EXERCISE DESCRIPTION>
Only the lines below starting at the one containing "Task: annotate each instance of the second player's helmet" and ending at the one containing "Target: black batting helmet" belong in the answer, each copied exactly.
── RECORDS SUPPLIED
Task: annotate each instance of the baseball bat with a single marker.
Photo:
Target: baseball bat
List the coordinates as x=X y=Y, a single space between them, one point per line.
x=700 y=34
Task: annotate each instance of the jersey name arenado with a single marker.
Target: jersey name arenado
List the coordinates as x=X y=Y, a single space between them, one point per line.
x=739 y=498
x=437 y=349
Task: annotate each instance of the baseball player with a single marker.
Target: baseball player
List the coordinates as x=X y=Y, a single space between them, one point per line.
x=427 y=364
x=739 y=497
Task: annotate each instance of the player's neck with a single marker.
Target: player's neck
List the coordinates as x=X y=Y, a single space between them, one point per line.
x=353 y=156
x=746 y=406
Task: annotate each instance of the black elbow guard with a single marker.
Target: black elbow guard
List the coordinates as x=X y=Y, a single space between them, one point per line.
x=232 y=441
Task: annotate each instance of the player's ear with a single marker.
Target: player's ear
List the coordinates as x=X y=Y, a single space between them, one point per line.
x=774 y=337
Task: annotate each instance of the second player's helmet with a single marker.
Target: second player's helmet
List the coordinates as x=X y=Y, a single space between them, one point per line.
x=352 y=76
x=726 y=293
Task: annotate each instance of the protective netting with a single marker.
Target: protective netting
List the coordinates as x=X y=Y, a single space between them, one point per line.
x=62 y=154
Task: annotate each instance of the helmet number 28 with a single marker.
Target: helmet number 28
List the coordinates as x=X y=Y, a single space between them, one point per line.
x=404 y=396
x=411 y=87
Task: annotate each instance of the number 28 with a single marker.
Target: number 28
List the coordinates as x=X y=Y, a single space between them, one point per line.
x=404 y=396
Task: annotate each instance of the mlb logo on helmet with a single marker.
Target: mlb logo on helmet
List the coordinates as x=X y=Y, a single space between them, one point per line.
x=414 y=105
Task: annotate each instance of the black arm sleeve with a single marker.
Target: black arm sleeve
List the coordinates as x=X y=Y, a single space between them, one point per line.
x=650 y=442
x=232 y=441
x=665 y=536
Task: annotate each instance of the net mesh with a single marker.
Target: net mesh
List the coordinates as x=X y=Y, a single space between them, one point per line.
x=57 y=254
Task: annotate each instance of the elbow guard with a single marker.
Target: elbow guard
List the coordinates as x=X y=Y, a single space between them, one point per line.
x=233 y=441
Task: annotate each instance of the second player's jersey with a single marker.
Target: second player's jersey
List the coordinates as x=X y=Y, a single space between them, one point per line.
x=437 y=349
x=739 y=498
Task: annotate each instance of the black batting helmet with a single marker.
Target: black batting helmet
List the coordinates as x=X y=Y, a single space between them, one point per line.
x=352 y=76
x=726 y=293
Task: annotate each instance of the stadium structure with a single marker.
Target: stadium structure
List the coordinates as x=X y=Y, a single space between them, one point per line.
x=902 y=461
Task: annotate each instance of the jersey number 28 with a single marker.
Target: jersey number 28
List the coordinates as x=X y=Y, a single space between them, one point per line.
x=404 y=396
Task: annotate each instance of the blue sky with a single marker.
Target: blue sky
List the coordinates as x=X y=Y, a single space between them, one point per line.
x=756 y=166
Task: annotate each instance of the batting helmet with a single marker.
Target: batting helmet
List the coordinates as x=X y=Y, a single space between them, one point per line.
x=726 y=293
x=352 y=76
────
RESULT FOR THIS EXERCISE>
Task: annotate each instance of the second player's helmet with a single marker.
Target: second player's helmet
List the coordinates as x=X y=Y, a single space between them, one point per line.
x=352 y=76
x=726 y=293
Task: annotate each instance of the protective netting with a single marker.
Target: protective netting
List the coordinates as x=X y=Y, a single space between them, one point per line.
x=62 y=154
Task: annotate each instance of the helmet number 28 with a single marker.
Target: helmet number 28
List the coordinates as x=X y=Y, a single space between them, one point per line.
x=404 y=396
x=411 y=87
Task: annotate each instance of the number 28 with a single marker.
Target: number 28
List the coordinates as x=X y=Y, a single space between them, one point per line.
x=404 y=396
Task: annotate each instance of the mlb logo on helmet with a single marker.
Target: mlb logo on helmet
List the coordinates as x=X y=Y, a single space between them, one point per line.
x=414 y=105
Task: annotate each instance of the black arm sleeve with a single marker.
Target: black arm sleeve
List the coordinates as x=X y=Y, a single space between them, one point per line.
x=650 y=442
x=232 y=441
x=665 y=536
Task: annotate each instance of the net mesh with a single marker.
Target: net mesh
List the coordinates as x=X y=Y, a single space between them, one point per line.
x=57 y=254
Task: annotate each instance of the elbow guard with a single marker.
Target: elbow guard
List the coordinates as x=X y=Y, a single space between them, one point per line.
x=233 y=441
Task: annotate each instance of the second player's jersey with a single marker.
Target: second player's jersey
List the coordinates as x=X y=Y, a single space between them, one point per line.
x=437 y=349
x=739 y=498
Task: annotate each instance of the black batting helmet with a single marker.
Target: black batting helmet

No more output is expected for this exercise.